*Exercise*
When duplicating the records beneath this instruction, omit every picture and keep all else exact.

*Records to use*
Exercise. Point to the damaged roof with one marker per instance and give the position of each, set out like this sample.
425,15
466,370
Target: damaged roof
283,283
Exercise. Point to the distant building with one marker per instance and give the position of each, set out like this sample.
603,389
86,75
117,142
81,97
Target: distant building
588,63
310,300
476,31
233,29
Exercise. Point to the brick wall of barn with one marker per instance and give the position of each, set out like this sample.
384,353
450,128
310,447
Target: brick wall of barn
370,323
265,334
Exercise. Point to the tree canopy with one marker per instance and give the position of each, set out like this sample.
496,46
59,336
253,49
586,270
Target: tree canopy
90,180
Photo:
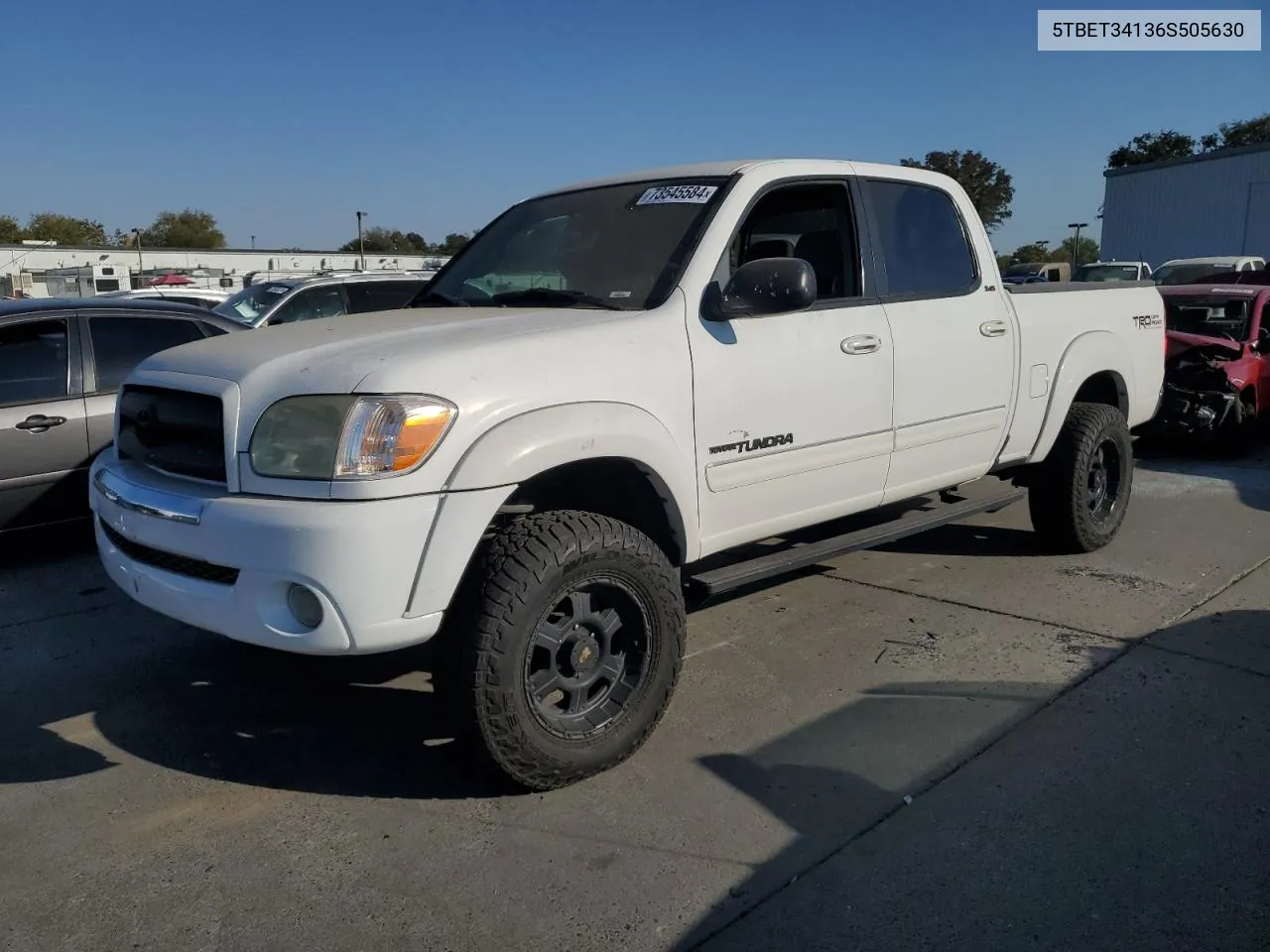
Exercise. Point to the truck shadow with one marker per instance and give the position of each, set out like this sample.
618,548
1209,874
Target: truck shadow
1247,475
198,703
830,791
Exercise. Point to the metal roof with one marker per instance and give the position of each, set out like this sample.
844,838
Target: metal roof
1188,160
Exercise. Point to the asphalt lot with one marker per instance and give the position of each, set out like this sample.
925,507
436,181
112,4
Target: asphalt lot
1083,744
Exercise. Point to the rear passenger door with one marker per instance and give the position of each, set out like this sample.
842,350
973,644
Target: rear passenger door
793,411
114,343
44,443
368,296
953,335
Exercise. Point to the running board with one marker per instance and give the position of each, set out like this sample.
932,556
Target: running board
801,556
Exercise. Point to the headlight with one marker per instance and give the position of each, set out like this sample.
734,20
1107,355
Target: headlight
345,436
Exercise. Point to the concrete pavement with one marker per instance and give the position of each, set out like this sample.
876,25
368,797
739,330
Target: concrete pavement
166,788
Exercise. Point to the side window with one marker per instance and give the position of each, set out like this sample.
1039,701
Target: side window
33,362
119,343
366,296
312,304
812,222
921,238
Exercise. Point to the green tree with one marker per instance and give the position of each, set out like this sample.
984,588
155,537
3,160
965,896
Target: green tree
989,186
381,241
187,229
1245,134
50,226
1152,148
10,231
1032,254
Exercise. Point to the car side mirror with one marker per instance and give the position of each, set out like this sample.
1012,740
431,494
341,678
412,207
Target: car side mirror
765,287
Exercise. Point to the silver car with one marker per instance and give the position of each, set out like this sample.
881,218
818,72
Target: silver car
62,363
307,298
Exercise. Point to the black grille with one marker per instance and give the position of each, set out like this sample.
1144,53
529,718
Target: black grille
171,561
173,430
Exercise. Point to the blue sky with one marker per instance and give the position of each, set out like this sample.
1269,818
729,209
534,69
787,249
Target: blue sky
284,117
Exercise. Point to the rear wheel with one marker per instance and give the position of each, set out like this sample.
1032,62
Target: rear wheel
576,647
1080,495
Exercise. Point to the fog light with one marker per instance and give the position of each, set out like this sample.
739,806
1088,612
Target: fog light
305,606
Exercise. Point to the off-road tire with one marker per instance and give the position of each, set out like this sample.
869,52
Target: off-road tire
526,569
1058,494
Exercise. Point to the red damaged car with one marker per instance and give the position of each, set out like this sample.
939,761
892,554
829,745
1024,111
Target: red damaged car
1216,363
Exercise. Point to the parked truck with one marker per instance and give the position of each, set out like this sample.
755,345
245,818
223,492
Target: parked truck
714,356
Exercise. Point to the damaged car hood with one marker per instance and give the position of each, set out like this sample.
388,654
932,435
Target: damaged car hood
1216,348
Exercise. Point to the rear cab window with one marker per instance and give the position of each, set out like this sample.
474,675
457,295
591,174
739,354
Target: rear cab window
921,239
368,296
121,341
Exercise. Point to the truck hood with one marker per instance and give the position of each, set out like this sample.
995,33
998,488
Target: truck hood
354,353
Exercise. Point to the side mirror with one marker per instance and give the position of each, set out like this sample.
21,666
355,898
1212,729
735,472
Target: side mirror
767,286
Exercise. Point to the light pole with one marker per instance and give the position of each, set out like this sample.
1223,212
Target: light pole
1076,241
141,266
361,248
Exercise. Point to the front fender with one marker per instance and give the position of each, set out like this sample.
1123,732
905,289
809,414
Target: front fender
1089,353
534,442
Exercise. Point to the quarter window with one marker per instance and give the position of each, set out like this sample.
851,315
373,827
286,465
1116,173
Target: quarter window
921,238
33,362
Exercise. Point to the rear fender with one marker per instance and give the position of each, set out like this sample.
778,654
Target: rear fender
1089,353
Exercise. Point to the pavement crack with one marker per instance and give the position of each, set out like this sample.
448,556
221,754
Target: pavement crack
1222,590
1206,658
997,612
970,757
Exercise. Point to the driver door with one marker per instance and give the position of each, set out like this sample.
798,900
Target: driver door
793,412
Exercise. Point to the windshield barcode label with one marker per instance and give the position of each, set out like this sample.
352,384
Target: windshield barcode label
677,194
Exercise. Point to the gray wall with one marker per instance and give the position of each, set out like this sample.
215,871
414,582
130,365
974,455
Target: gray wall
1191,208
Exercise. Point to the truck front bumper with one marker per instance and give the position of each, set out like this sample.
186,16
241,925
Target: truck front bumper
230,562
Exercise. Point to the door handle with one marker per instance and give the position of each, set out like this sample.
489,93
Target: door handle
40,422
861,344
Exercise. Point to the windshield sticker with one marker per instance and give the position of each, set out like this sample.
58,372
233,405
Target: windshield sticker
677,194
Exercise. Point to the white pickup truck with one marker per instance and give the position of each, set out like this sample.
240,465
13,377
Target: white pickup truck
608,385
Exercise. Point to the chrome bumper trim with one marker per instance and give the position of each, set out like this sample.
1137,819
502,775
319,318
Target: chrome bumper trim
149,502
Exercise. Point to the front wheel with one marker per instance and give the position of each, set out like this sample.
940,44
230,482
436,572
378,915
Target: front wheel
1080,493
576,647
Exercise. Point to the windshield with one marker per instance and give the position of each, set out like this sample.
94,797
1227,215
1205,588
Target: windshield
1209,315
1106,272
615,246
1187,273
250,302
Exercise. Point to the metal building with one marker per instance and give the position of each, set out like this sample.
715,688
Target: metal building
1198,207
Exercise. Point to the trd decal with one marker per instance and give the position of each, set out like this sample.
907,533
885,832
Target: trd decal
749,445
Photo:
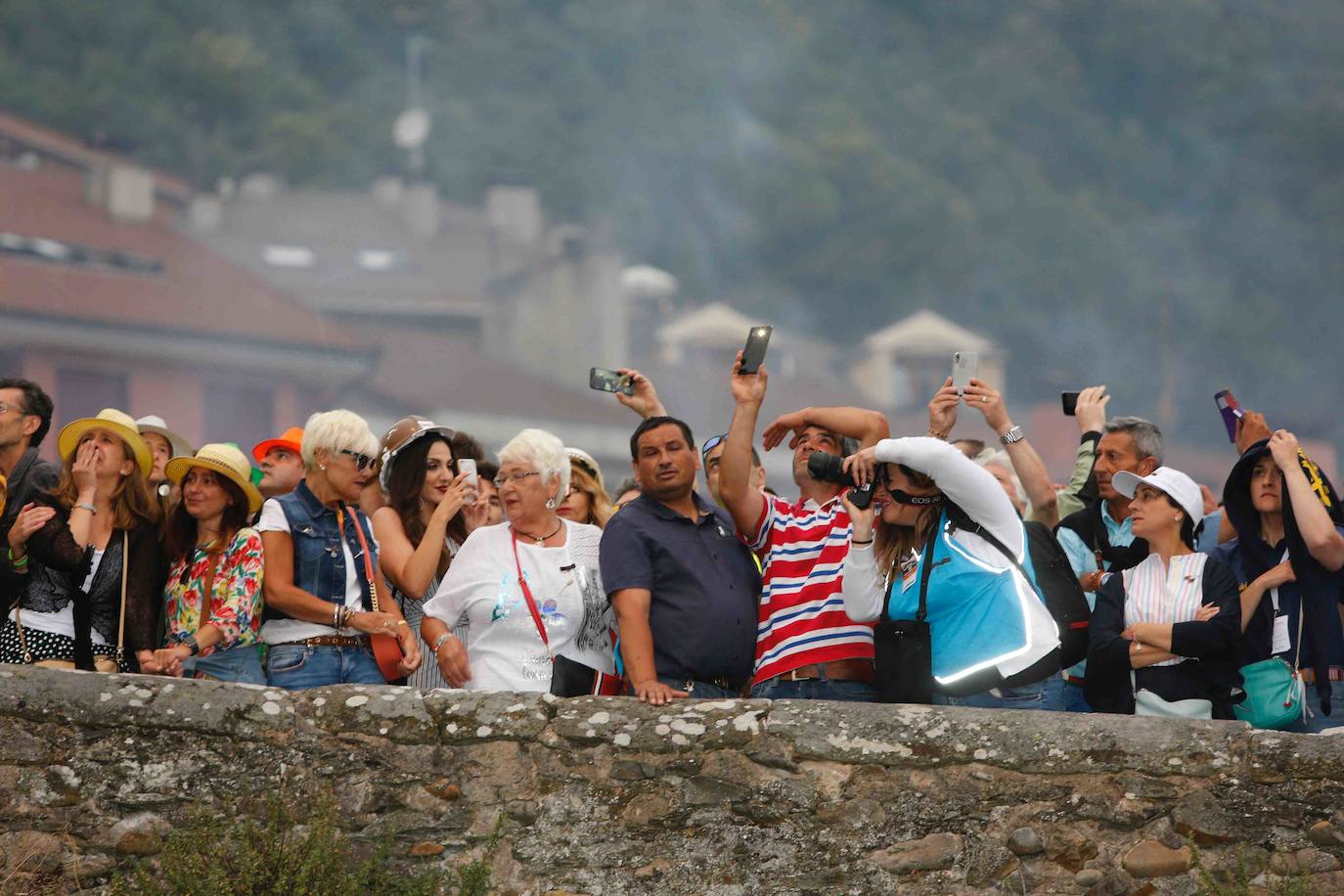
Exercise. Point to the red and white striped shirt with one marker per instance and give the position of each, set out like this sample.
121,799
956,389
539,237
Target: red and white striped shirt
801,618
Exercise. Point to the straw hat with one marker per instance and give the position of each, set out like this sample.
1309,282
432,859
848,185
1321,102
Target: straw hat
401,437
178,445
226,460
291,439
113,421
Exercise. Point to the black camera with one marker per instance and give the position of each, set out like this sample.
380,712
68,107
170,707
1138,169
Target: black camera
829,468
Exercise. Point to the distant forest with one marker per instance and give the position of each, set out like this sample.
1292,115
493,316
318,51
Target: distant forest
1142,193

*Completed exercise*
Exercise. Point to the damaged roof with one marker per instance and give the position of each, set out like this sample.
425,15
466,370
Target: damaged roof
283,283
Exercise. Point to the distant building with one marker per instance and give the position of each, set out like this sample.
603,389
86,75
117,142
81,97
Target: distant building
588,63
310,300
476,31
233,29
Exercise. Point to the brick wall of barn with one marker per instance and give the position of each, set out like this sample.
384,353
450,128
310,447
Target: brick wall of barn
370,323
265,334
Exercise. Point to the tree canopy with one marker per instance and give the position of each, set out like this sample.
496,46
59,336
253,49
586,270
Target: tree canopy
90,180
Photo:
Exercise. Point to the truck shadow with one marker per instance and give the position of each, set out like this sample.
618,548
1209,874
Target: truck shadow
1247,475
198,703
830,791
Exercise. Point to the metal roof with one marker per instance and give the position of each, set out like this sample.
844,838
Target: metal roof
1188,160
Exercise. Point to the asphalt lot with one marker per instance and give the position of each, set out like this sample.
925,507
436,181
112,4
Target: asphalt lot
1083,744
Exercise. Point to the rear passenger door with one marker per instance and give the position of each, set out like this sample.
842,350
973,644
Target: rear passenger door
793,411
114,343
44,443
368,296
953,335
Exercise. Point to the running board with one marker per instance and give the position of each, set out like this sample.
932,556
Target: running board
801,556
Exercise. Point to the headlight with one marker per instance and give the position of each, set out like this sample.
734,20
1107,355
Target: headlight
345,436
Exercise. Point to the concrete pavement with one marker per instance and give the position of each, set out like this sample.
876,25
368,797
739,330
Target: concrete pavement
166,788
Exercise. Point to the side window with one marker per instance and give the position of each, set out like this sample.
1039,701
Target: side window
33,362
119,343
366,296
312,304
812,222
921,238
Exercise. Point to the green tree with one marker per instance and give the position of each, set out like this sample.
984,588
155,537
3,160
965,896
Target: green tree
989,186
381,241
187,229
1245,134
50,226
1152,148
10,231
1032,254
Exercise. Point to the car side mirror with one marker per instance and give the position of each, set out like this sample.
1012,740
431,494
341,678
412,207
Target: car side mirror
765,287
Exercise. Point to the silver car with one marker per instance and give the position of each, set out like this sample.
881,218
818,72
Target: silver car
62,363
307,298
Exercise. Point to the black grille with one marker per instance and give the position of each, set out like this sample.
1144,53
529,718
Target: black grille
171,561
173,430
Exercise. Point to the blue sky with one marker per instance and give the position of each, set out like this sample.
1269,818
729,209
534,69
787,249
Target: blue sky
284,117
Exercise. Point to the rear wheel with one marker per instance and give the position of each, set out like this sample.
1032,62
Target: rear wheel
576,647
1080,495
Exercise. Point to the fog light with one marker per instance and give the position of each, set out like this sample.
739,806
1088,612
Target: fog light
305,606
Exercise. Point to the off-road tire with one marker per instance and give the position of each, set out like this sample.
869,52
Target: off-road tire
526,569
1058,494
Exercise. Point to the red damaged car with one marker per instance and give the position of each, set out like this sample.
939,761
892,554
829,745
1024,111
Target: red damaged car
1216,363
Exercise. Point to the parked truck with one marker per instance and give the position of each, set out like this sample.
755,345
245,818
223,492
Target: parked truck
714,356
Exercise. Point to the damaged car hood with one marker per instance and give the position of each, set out like this sample.
388,654
932,435
Target: damaged car hood
1216,348
Exercise. Point to the rear cab window with one marker per instance and give the position of each, set out like this sample.
474,675
457,295
591,174
739,354
Target: rear cab window
921,239
368,296
121,341
Exercise. Point to the truck hood with one marker per instance and give the position of each, set out like this sample.
995,33
998,488
Target: truck hood
354,353
Exercise. Point to the side mirror with one marker per instance and give the position of each, set out like this sample.
21,666
355,898
1212,729
735,472
Target: side mirror
767,286
Exercise. Point to the light pole with one marker per instance and give the position of each, set out like this sample.
1223,212
Target: light pole
1076,241
141,266
361,248
Exercise. Point to the front fender with one marker per instance and give the position of each, set out like this sample.
1123,732
905,289
809,414
Target: front fender
1089,353
534,442
Exercise. Point to the quarter window with one marker per instance and give the position of each, set out like this sample.
851,315
373,827
286,465
1116,173
Target: quarter window
921,238
33,362
Exercise. Point to the rear fender with one marker per instance and give the position of each, set out like this sample.
778,654
Target: rear fender
1089,353
Exercise. Point to the pavement crack with one marker per instance and give the position of each, set out like this sample.
448,556
221,754
Target: pavement crack
1222,590
1206,658
997,612
970,757
Exercise. Point to the driver door with one marker per instance and give the position of each, set out like this sample.
798,900
Target: driver door
793,412
Exercise. Point to the windshield barcode label with one marker per instance and give the position of each, set out like this sample.
352,384
Target: windshield barcode label
677,194
Exercise. Point to the gray wall with one marker per instance and give the position of each, set out like this sample.
215,871
414,582
130,365
974,455
Target: gray wall
1191,208
Exercise. Point to the truck front bumper with one marker per instance and give the position of each, set out like this sample.
186,16
241,925
Target: truck front bumper
230,562
Exercise. Point to the door handle with one marker per instance and give the position of each, set out like this sample.
489,93
Target: door handle
40,422
861,344
Exercise. Point to the windshield sticker with one marker per instance and give the position of each, set out like this sample.
58,372
233,405
Target: windshield sticker
677,194
Exercise. Point to the white pickup truck with one marker per instance and give the position of each, set out like this sample.
240,465
13,377
Target: white pickup truck
608,385
Exercise. Point to the chrome bumper trim with one marker per instance and give the position of each, set out like this sample.
1137,819
502,775
319,318
Target: chrome bumper trim
149,502
Exercise. Point to the front wheel with one marker per instance and give the position of each, set out like this sample.
940,44
230,482
436,572
378,915
Target: front wheel
1080,493
576,647
Exercise. Point to the windshield with one marker per instance and give the position of each, set out like this sample.
94,797
1227,215
1205,588
Target: windshield
1209,315
1106,272
615,246
1187,273
250,302
Exercise. Point to the metal building with one marker per instance and give the position of each, set out like this sample.
715,688
Target: metal building
1198,207
Exercise. Point to the trd decal with one marker per instance and give the position of each, set out like this sample.
907,533
885,832
Target: trd decal
749,445
Photo:
Exercise. Point to the red and white striped shirt with one marker per instance and give the position of each, set out like this sample.
121,799
956,389
539,237
Target: red and white striped shirt
801,618
Exercise. Point to the straw hat with one marker per instance and give the position of each, set out like this sample.
1309,282
432,859
848,185
1321,102
Target: straw hat
401,437
178,445
226,460
291,439
113,421
Exercise. Point to the black camera with one marker per instance and give the position of each, set out like this sample.
380,712
68,107
170,707
1138,169
Target: black camera
829,468
Exercise. Point to the distant forest with one marker per instance and give the position of each, set out like this sample.
1292,115
493,316
318,51
Target: distant forest
1142,193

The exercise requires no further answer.